• [To do] Rescale the entries starting at the beginning and ending at the line that contains "(1005, 321)": write out every one of those lines again, requests included, multiplying each point coordinate in the answers by 0.7 and rounding to a whole number, with halves rounded up. Give only those lines.

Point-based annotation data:
____________
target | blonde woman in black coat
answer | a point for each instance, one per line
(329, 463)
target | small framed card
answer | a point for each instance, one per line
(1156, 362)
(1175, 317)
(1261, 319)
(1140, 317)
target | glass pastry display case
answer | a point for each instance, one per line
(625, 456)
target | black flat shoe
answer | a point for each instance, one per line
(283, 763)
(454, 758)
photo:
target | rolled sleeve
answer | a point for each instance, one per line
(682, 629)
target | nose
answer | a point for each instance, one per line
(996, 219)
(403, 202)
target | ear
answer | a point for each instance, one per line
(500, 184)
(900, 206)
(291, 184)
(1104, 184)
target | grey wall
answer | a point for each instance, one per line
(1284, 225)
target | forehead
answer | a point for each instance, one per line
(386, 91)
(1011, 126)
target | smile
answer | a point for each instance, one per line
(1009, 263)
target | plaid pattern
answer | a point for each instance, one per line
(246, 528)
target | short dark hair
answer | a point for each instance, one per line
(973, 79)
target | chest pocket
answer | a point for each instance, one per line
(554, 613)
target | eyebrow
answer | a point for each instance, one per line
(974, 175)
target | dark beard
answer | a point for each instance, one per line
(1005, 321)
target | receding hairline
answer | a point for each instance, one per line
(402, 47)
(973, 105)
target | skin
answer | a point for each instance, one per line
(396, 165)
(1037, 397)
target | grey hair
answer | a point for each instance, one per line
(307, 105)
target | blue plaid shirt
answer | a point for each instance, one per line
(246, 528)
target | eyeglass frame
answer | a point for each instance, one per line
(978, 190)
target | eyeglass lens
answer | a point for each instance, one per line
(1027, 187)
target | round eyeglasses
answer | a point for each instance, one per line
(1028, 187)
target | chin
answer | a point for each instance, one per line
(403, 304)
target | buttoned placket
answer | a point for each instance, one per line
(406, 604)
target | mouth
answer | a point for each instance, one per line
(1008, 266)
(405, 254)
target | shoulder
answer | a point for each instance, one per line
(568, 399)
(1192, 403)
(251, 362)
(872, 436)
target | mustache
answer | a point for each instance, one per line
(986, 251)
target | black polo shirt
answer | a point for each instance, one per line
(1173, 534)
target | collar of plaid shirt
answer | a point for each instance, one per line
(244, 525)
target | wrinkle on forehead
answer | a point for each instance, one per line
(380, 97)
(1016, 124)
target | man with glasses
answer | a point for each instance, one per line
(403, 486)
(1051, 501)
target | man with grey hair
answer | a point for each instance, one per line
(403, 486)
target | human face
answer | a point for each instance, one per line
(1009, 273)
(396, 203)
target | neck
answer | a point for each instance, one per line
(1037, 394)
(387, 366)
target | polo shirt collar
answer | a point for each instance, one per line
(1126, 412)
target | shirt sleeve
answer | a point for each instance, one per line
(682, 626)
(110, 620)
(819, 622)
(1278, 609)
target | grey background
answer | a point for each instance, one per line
____________
• [Answer to the problem]
target | blonde woman in black coat
answer | a point for each instance, one per line
(230, 324)
target | small framed card
answer | a point for each instance, one per line
(809, 253)
(823, 222)
(883, 223)
(798, 222)
target | glass pastry display case
answer | a point for each instance, one per line
(438, 319)
target | black flat shoe
answer | a point for each instance, one per line
(198, 534)
(318, 531)
photo:
target | rolled sleeve
answer | a point for each instance, one per line
(477, 440)
target | nose
answer | a point for each instance, one per line
(697, 153)
(282, 141)
target | ear
answer | a point for each instance, one per line
(350, 129)
(630, 144)
(204, 129)
(773, 129)
target | grey wall
answer | a point for each instance, one per line
(899, 158)
target | forehead
answer | a point for each instance, one per line
(270, 64)
(708, 88)
target | smile
answer | a point for each instance, one per line
(706, 184)
target | plaid pattern
answer | a point for each instance, one per line
(172, 370)
target | short dark hair
answer | a point for each instance, one per line
(681, 55)
target | chest pocket
answer | a point for each instance, one per line
(388, 429)
target | eyebrow
answer | a point for each instance, one per line
(682, 123)
target | dark beard
answer | a point for each instance, one per line
(704, 225)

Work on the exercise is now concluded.